━━━ Data supplied ━━━
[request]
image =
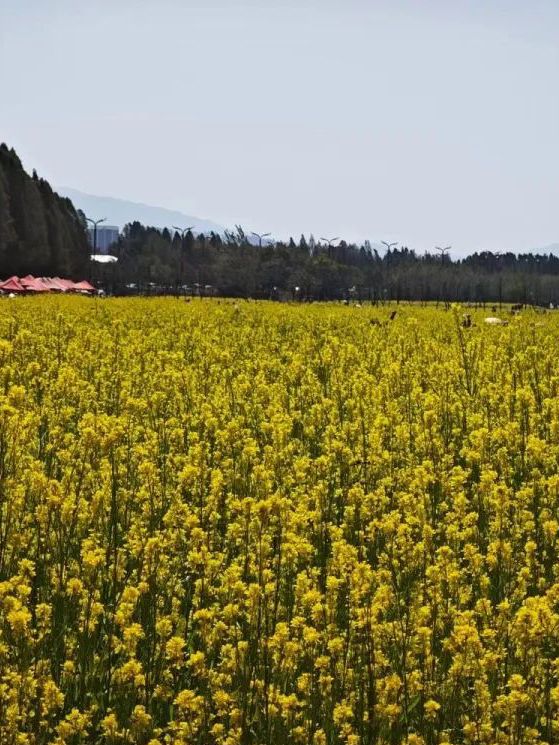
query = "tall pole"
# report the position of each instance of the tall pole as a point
(329, 241)
(443, 251)
(183, 232)
(260, 236)
(95, 223)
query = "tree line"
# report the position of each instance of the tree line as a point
(150, 259)
(41, 233)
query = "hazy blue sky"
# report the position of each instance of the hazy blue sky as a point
(424, 121)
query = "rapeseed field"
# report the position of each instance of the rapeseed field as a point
(240, 523)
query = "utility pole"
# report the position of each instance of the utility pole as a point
(443, 251)
(329, 241)
(260, 236)
(182, 232)
(95, 223)
(497, 255)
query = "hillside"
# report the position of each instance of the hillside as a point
(120, 212)
(41, 233)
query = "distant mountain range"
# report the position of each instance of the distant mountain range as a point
(119, 212)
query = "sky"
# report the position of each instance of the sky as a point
(428, 122)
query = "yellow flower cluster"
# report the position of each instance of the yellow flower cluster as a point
(235, 523)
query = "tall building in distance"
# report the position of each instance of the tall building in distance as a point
(106, 236)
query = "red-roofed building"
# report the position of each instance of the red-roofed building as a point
(12, 285)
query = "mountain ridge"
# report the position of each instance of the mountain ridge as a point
(119, 212)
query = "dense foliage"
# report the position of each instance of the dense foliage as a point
(233, 522)
(234, 266)
(40, 232)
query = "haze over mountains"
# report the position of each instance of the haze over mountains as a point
(120, 211)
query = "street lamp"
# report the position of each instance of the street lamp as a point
(260, 236)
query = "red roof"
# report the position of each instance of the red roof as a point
(12, 285)
(44, 284)
(84, 285)
(33, 285)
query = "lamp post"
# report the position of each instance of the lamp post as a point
(183, 232)
(260, 236)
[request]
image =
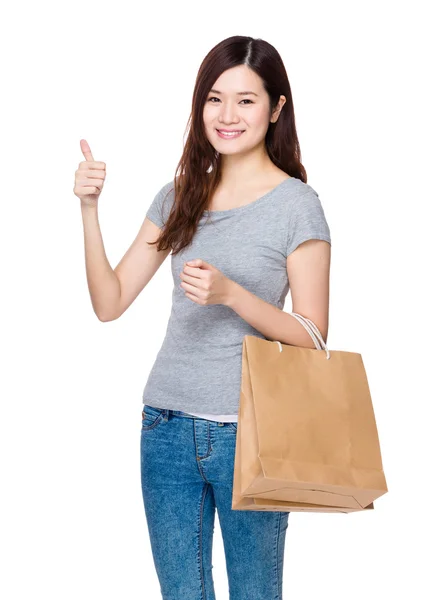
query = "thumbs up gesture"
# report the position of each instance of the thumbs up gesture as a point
(89, 177)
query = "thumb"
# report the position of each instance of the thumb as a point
(197, 262)
(86, 150)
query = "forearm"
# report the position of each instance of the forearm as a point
(103, 283)
(274, 323)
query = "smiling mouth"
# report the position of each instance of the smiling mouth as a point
(227, 135)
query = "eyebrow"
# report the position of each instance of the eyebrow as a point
(238, 93)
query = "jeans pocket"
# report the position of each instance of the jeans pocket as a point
(151, 417)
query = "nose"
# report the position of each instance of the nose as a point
(228, 113)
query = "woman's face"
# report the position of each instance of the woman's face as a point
(229, 108)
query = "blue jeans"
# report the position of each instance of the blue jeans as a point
(187, 466)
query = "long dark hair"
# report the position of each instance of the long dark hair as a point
(198, 172)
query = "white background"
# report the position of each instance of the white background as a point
(365, 80)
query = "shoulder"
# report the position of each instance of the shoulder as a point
(298, 192)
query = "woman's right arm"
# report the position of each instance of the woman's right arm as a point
(112, 291)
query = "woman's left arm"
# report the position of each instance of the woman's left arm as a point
(308, 273)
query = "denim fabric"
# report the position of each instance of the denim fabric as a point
(187, 466)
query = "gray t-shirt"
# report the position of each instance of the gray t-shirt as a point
(198, 366)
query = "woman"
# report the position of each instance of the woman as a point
(244, 227)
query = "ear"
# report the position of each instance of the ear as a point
(276, 112)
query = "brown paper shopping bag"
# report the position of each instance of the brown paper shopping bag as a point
(307, 438)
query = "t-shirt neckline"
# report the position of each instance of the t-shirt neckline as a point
(250, 204)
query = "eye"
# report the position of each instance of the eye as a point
(214, 98)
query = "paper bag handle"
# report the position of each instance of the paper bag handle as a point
(313, 331)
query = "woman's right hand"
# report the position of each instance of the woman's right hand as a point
(89, 177)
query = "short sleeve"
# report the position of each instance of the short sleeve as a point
(158, 211)
(306, 220)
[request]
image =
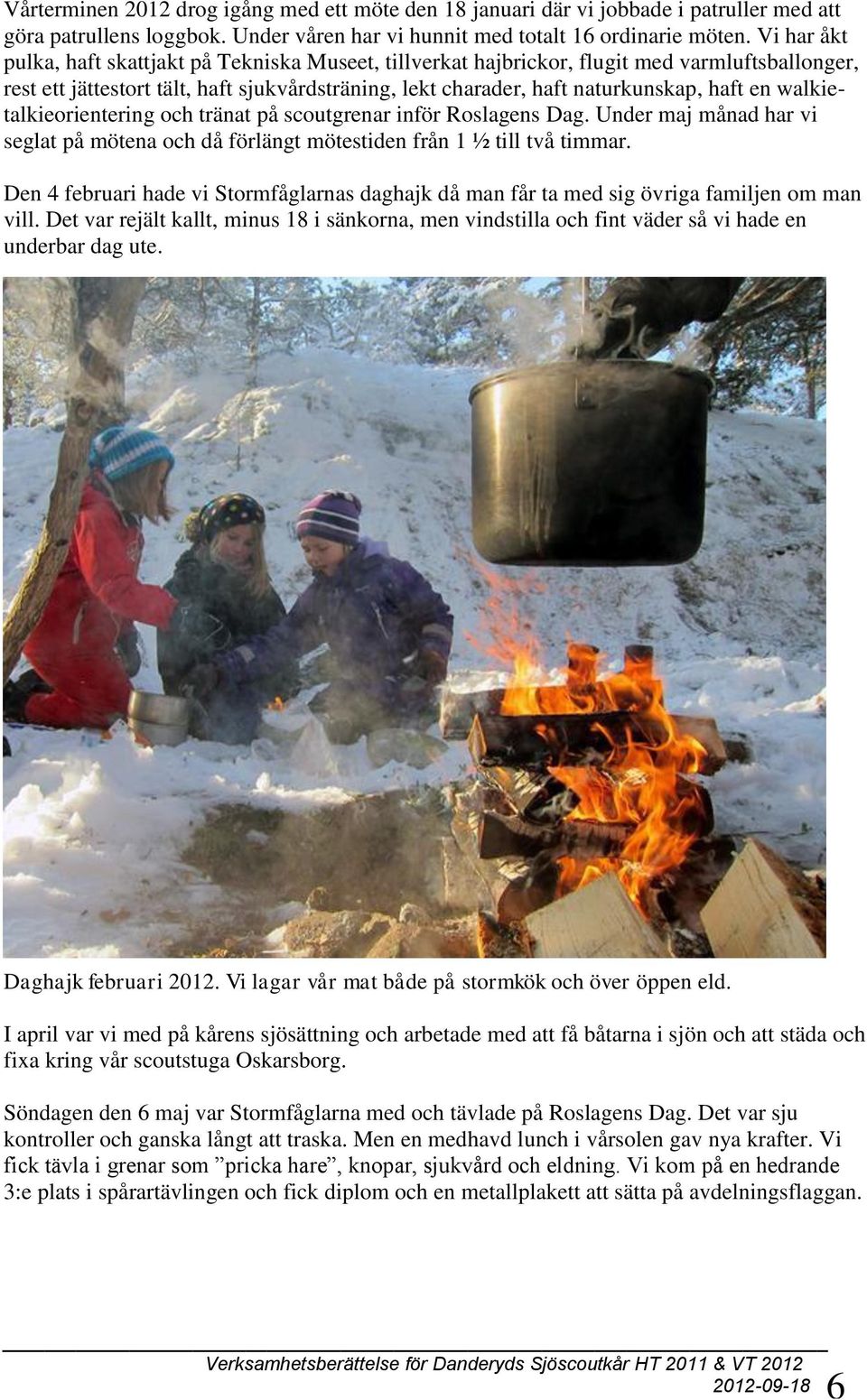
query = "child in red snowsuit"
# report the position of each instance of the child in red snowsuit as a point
(97, 595)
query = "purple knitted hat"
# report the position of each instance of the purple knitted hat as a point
(331, 515)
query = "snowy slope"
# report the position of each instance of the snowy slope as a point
(739, 632)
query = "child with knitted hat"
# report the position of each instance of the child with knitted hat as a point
(388, 632)
(224, 574)
(97, 595)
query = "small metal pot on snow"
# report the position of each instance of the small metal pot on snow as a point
(157, 719)
(590, 462)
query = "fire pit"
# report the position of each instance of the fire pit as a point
(592, 782)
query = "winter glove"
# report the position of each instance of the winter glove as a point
(202, 681)
(129, 650)
(432, 667)
(198, 630)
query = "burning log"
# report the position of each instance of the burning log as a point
(594, 922)
(460, 708)
(764, 907)
(536, 797)
(501, 940)
(510, 836)
(539, 739)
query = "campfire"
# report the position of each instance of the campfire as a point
(590, 783)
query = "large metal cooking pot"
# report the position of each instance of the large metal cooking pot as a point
(590, 462)
(157, 719)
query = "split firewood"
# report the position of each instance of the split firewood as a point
(594, 922)
(765, 907)
(566, 739)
━━━
* _Short exercise_: Collect every line of the records above that contains the string "hillside", matching case exactly.

* _The answer_:
query = "hillside"
# report the position of each instance of the hillside as a point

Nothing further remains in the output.